Short exercise:
Put every line of the material below into a numbered list, skipping blank lines and leaving out the pictures.

---------- Provided records ----------

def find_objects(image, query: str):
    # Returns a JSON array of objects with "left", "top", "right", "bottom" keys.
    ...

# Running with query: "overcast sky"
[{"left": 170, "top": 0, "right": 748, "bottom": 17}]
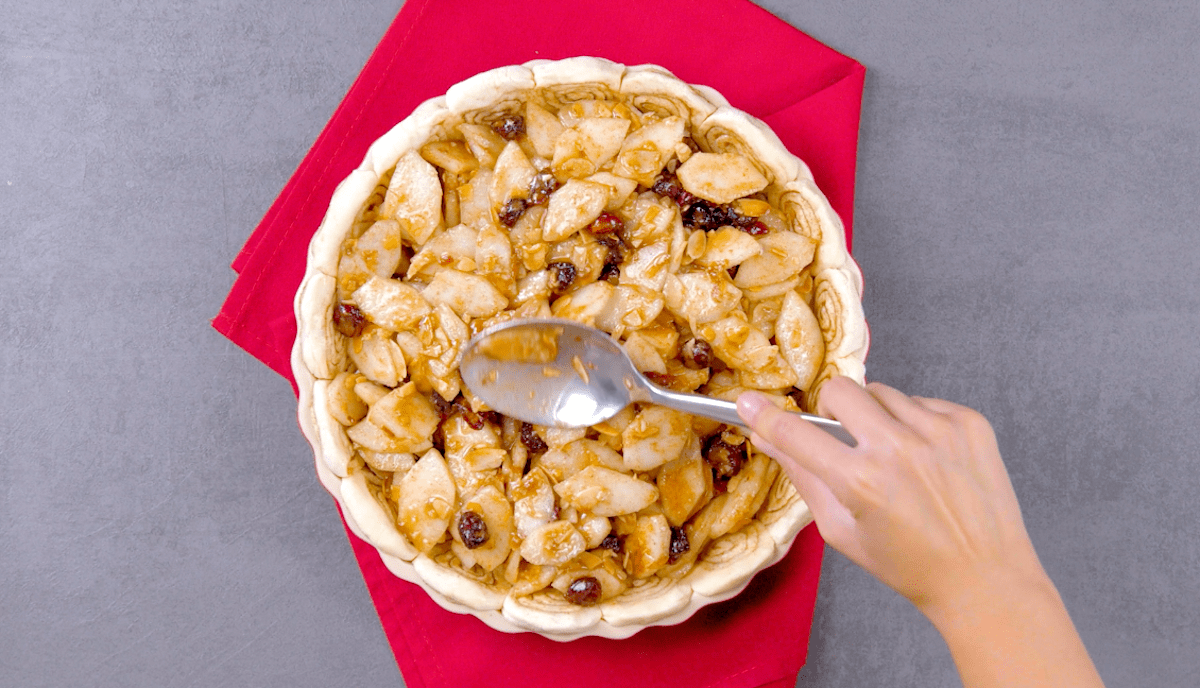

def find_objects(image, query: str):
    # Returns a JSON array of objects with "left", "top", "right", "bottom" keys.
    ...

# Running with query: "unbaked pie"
[{"left": 294, "top": 58, "right": 868, "bottom": 639}]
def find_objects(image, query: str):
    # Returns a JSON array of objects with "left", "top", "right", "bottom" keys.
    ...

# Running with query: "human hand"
[
  {"left": 738, "top": 377, "right": 1044, "bottom": 622},
  {"left": 738, "top": 377, "right": 1104, "bottom": 688}
]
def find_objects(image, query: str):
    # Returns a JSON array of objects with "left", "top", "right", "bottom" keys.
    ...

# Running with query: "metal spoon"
[{"left": 458, "top": 318, "right": 856, "bottom": 447}]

----------

Final answer:
1. def find_objects(image, query: str):
2.     # Returns a JSON array of objects with "left", "top", "right", "bottom" keys.
3.     ...
4. # Running with query: "overcast sky"
5. [{"left": 170, "top": 0, "right": 748, "bottom": 17}]
6. def find_objects(image, query: str):
7.     # Returns a JSON array of objects with "left", "top", "right", "bottom" keys.
8.     ...
9. # Running with query: "unbaked pie"
10. [{"left": 294, "top": 58, "right": 868, "bottom": 639}]
11. def find_objects(image, query: str):
12.     # Returns a JSON array of objects with "left", "top", "right", "bottom" keys.
13.     ...
14. # Running with query: "human hand"
15. [
16.   {"left": 738, "top": 377, "right": 1044, "bottom": 622},
17.   {"left": 738, "top": 377, "right": 1104, "bottom": 688}
18. ]
19. def find_objects(image, query: str):
20.     # Returns a JSON array of objects with "left", "top", "right", "bottom" keys.
21.     ...
22. # Running with query: "metal spoon"
23. [{"left": 458, "top": 318, "right": 856, "bottom": 447}]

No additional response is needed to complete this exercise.